An identical copy of the records below is the expected result.
----- Dataset excerpts -----
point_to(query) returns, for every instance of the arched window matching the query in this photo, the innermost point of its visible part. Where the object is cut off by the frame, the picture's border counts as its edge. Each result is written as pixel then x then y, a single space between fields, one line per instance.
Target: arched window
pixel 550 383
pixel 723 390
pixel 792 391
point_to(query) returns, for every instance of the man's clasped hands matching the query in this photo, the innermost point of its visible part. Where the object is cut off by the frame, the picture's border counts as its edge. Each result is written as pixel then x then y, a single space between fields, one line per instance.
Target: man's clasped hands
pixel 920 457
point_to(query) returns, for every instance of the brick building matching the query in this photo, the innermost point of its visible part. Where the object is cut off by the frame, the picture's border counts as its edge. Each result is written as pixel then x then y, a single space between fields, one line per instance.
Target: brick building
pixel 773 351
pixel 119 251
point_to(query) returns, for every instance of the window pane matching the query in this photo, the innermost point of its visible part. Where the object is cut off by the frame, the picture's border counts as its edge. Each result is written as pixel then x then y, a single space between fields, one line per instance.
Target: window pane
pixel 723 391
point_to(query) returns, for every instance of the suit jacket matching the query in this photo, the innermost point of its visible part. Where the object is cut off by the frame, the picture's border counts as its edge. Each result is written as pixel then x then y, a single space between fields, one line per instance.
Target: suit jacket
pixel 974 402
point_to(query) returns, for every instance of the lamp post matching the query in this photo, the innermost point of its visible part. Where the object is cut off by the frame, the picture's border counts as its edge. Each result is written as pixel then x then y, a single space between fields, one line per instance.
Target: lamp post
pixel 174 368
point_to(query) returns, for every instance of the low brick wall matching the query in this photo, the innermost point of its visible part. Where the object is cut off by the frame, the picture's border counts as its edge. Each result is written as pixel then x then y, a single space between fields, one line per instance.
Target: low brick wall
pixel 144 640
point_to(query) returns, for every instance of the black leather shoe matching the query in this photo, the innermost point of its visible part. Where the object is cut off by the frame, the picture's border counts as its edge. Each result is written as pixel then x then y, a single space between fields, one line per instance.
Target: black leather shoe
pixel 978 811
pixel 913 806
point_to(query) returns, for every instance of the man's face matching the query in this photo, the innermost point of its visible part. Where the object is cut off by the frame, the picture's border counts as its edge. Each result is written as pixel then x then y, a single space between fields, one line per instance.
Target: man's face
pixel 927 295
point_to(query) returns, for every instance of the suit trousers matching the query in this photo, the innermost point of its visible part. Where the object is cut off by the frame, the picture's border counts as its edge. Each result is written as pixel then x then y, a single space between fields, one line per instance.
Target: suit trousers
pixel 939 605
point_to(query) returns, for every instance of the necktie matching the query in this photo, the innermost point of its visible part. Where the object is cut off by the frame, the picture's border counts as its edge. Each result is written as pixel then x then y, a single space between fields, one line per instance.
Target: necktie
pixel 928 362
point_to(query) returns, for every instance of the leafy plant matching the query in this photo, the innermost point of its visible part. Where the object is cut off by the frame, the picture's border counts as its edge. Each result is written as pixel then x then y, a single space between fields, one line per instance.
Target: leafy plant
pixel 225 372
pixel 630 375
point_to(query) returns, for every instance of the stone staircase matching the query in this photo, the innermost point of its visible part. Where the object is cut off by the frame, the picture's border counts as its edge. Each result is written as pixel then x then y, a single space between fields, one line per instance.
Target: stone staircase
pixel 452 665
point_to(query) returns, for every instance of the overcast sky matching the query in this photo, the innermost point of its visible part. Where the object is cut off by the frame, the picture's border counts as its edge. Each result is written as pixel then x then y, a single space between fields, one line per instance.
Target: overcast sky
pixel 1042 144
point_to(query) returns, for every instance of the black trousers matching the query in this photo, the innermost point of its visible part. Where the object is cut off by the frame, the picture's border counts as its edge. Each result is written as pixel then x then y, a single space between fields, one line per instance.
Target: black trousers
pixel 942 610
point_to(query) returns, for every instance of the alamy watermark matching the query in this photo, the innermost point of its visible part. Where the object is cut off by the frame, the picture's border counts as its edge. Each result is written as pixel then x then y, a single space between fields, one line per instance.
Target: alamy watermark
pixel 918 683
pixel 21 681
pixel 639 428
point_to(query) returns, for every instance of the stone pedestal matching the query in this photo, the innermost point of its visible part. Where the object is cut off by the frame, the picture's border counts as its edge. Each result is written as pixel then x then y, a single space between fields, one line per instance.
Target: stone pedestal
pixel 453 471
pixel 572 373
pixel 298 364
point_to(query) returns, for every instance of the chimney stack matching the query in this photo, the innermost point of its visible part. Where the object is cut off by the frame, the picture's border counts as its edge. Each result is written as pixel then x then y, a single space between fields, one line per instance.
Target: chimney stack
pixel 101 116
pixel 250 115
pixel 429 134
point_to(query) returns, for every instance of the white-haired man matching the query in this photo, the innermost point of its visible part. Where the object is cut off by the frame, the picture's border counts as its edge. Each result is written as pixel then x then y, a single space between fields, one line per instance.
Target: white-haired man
-----
### Response
point_to(query) returns, for every instance of the arched window matching the query in this photo, the innermost point of its visible part. Where the object is cut off by the frame, the picture's border counts as its edge. Each result is written as pixel then x then y, a single space between fields, one line per instance.
Target: arched window
pixel 550 383
pixel 723 390
pixel 792 391
point_to(query) returns, for every instance of the man's clasped hands matching the query in this photo, the innermost point of its visible part. Where the object is cut off by the frame, the picture's border counts as its edge. Each result is written as pixel then x then y, a single space between fields, one line per instance.
Target: man's clasped hands
pixel 920 457
point_to(query) returns, for every instance of the brick building matching the query in this photo, the innermost point of its visible part. Where the object is cut off by the frame, the picture's border counts as its edge. Each result is written as pixel then x then y, a single space between fields, one line per instance.
Target: brick building
pixel 773 351
pixel 119 251
point_to(query) returns, for every instance of the window pane matching the query in this photo, the innermost point of its visible part. Where the object is cut off by the frame, the picture's border counts as its edge. Each result is written as pixel then x then y, a single space between fields, one line per instance.
Target: window pane
pixel 723 391
point_to(query) returns, for every instance of the suit jacket matching the query in this photo, the innermost point of its visible part. Where the object is cut off by the frame, the picture's border counts as its edge. Each result is written as pixel then x then y, a single space between fields, one line per instance.
Target: suit jacket
pixel 974 402
point_to(query) returns, for every instance of the lamp post matching the query in this photo, the innermost point of its visible part. Where the object is cut off by the frame, the picture's border counts as its edge. Each result is written as pixel then x then y, a single space between fields, one line per instance.
Target: lamp post
pixel 174 368
point_to(query) returns, for every instance of the low brick wall matching the query in this photo, the innermost point of its visible part. Where the object is cut off by the frame, the picture's border counts as its edge. Each result is written as pixel then x then y, a single space between fields, one line per instance.
Target: low brick wall
pixel 144 640
point_to(query) returns, for every instance of the black leather shoe matching the query in this photo, the innermost point of its visible part. Where the object is cut off by the frame, the picture's border counts as its edge. Each result is written as pixel then x then y, a single space between fields, one line per instance.
Target: black leather shoe
pixel 978 811
pixel 913 806
point_to(query) returns, for every instance of the man's face matching the query in this photo, the innermost point of its visible part. Where the object is cut off by the frame, the picture's border counts as its edge. Each result is written as pixel then x then y, a single space between fields, one line per instance.
Target: man's face
pixel 927 295
point_to(query) returns, for every instance of the suit trousers matching the query in this photo, the innermost point of its visible part. Where the object is cut off by the frame, the picture's border counts as its edge. Each result is written as pixel then x then y, a single space between fields, one line per instance.
Target: suit trousers
pixel 939 605
point_to(query) returns, for every instance of the necktie matching the query in this photo, the innermost point of its visible part. Where the object is cut off by the frame, the picture's border counts as its edge. Each result is written as pixel then x then y, a single space between fields, one line per instance.
Target: necktie
pixel 928 362
point_to(query) returns, for every instance of the leafy plant matching the query in this photo, the innermost point of its visible part. Where the object is cut off by the frame, the picture's border counts as its edge. Each result is written as pixel then x then y, a single space between fields, one line per instance.
Target: leafy plant
pixel 225 372
pixel 630 375
point_to(query) returns, for every instance of the stone staircase matching the query in this photo, the innermost point of its visible part. Where the object is cut off by the frame, the picture's border counts as its edge. Each result is written as pixel then x then y, a single space between fields, one line per instance.
Target: stone staircase
pixel 452 665
point_to(query) returns, for every instance of the overcast sky matching the query in this photo, the innermost point of its visible part. Where the object is cut off by the frame, the picture's border counts as its edge. Each result is written as pixel then x then y, a single space between fields, one line per instance.
Target: overcast sky
pixel 1042 144
point_to(query) returns, for every instance of the black trousers matching the query in this photo, the innermost point of its visible part. Where the object is cut off by the frame, the picture's border counts as its edge. Each result is written as pixel then x then y, a single space between fields, one line per instance.
Target: black trousers
pixel 942 610
point_to(query) returns, for every instance of the alamy watermark matching the query in this photo, the innermost point of its visible part. Where the object is cut off by the frame, the picture's border counts as its edge. Each result is written as pixel then x then y, a single space between fields, one line per instance.
Target: alamy watermark
pixel 918 683
pixel 21 681
pixel 639 428
point_to(query) returns, for every instance of the stone pedestal matching the query in this photo, the innermost point of its visible part. Where the object is cut off by the frame, the picture's border counts as its edge. Each result is written as pixel then x then y, a single space between fields, one line per instance.
Target: stone pedestal
pixel 453 471
pixel 572 373
pixel 298 364
point_to(query) returns, for every instance of the chimney stack matching the query in this photo, the innermost point of its visible part. Where the object is cut off by the frame, the picture's border counts as its edge. Each result is written as pixel then x then y, a single space between fields, one line per instance.
Target: chimney stack
pixel 101 116
pixel 250 115
pixel 429 134
point_to(query) returns, for every instance of the white-haired man matching the query in this photo, the innermost point of its visible part. Where the object is cut off by the frame, the picture's border counts as its edge. Each result is written as pixel then x then y, a single space between fields, one line per instance.
Target: white-haired man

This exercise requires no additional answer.